## Written exercise
Print, word for word, the portion of the Cuba remittances commentary below between "In that bastion, they" and "Senator, Marco Rubio.", inclusive.

## Excerpt
[Begin]
Beyond the simple and important role of helping families make ends meet, this report is not alone (see here and here) in finding that cash to Cuba from the diaspora is helping to drive the creation and expansion of entrepreneurial activity in Cuba that is enabling Cuban citizens to leave state jobs and seek their futures in Cuba’s changing economy.

For critics who carp that nothing changes in Cuba – their odd defense for keeping U.S. sanctions in place exactly as they have been for fifty plus years – the remittance report is a reminder that President Castro has engineered significant changes, that Cubans are responding, and families in the U.S. are contributing importantly to a transition that is making their family members and other Cubans more independent and ideally more prosperous.

While we believe strongly that President Obama should move further and faster on loosening the U.S. embargo of Cuba, his policy decisions in 2009 to provide unlimited family travel and remittances and create larger openings for travel and remittances in 2011 have become important drivers of economic reform and individual empowerment in Cuba, and capitalized on the family and financial strengths of the community of Cuban descent that resides in Florida and across the United States.

One last thing:  the Cuban American community, for political reasons, of course, has historically faced a different and less restrictive set of immigration rules than migrants seeking to come to the U.S. of any other nationality.

The Miami Herald noted this week that Miami-Dade county is, in their words, “a Spanish-speaking bastion where many immigrants legal and illegal can get by for years without having to speak English.”

In that bastion, they treasure family – not more and certainly not less – just like every other community that has come here from overseas.  Many of them are watching with concern as the debate on immigration takes place in Washington especially now as a new proposal is offered in the U.S. Senate to “require that undocumented immigrants be able to read, write and speak English before earning a green card.”  This amendment, paradoxically, is being written by their Senator, Marco Rubio.

We’re not experts in the field of immigration.  But, the fear being expressed by reform advocates is that adoption of this provision could scuttle chances for passing a bill or make the policy much less welcoming and generous than the authors of reform wanted and intended.

We can only hope that the wisdom behind the travel and remittance policies grounded in the values of family, connection and inclusion is brought to bear on the larger, historic immigration debate as well.

To the families reading the Cuba Central News Blast this holiday weekend, we close by saying Feliz Día del Padre, or Happy Father’s Day.
[End]
## Data listing
[Begin]
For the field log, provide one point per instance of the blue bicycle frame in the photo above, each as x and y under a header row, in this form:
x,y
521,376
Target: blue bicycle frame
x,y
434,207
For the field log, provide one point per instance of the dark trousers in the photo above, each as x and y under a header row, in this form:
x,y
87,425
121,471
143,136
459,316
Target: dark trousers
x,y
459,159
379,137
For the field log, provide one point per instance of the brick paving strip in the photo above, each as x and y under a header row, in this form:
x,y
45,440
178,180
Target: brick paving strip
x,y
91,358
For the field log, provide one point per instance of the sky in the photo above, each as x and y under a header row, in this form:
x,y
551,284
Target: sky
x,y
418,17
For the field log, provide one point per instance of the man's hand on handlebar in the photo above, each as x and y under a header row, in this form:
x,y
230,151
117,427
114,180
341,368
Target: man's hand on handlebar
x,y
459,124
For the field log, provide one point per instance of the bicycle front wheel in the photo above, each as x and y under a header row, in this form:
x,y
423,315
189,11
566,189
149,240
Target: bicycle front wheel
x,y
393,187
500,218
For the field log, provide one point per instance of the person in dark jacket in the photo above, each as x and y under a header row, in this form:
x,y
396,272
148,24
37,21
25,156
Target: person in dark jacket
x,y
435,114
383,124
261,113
[End]
[Begin]
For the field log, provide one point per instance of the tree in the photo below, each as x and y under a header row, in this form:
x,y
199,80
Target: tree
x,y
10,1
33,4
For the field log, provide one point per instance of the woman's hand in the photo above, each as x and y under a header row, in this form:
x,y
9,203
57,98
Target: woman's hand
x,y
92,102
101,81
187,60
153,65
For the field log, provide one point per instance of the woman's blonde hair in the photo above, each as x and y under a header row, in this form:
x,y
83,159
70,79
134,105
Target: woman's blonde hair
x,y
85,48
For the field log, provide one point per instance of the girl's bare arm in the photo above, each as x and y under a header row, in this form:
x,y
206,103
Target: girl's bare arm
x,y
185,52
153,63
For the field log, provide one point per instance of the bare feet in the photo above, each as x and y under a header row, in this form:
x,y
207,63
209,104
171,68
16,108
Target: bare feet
[End]
[Begin]
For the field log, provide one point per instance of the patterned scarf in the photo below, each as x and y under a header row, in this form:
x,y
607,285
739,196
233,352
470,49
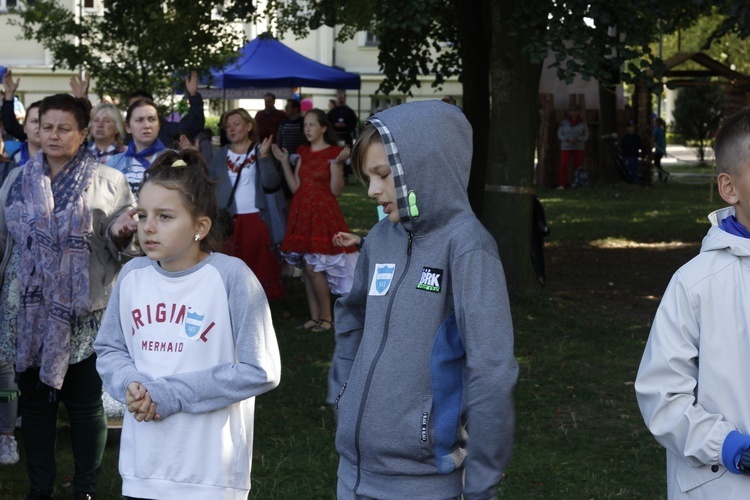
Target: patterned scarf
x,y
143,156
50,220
[End]
## Exercise output
In that bastion, they treasure family – not more and certainly not less – just like every other community that has come here from overseas.  Many of them are watching with concern as the debate on immigration takes place in Washington especially now as a new proposal is offered in the U.S. Senate to “require that undocumented immigrants be able to read, write and speak English before earning a green card.”  This amendment, paradoxically, is being written by their Senator, Marco Rubio.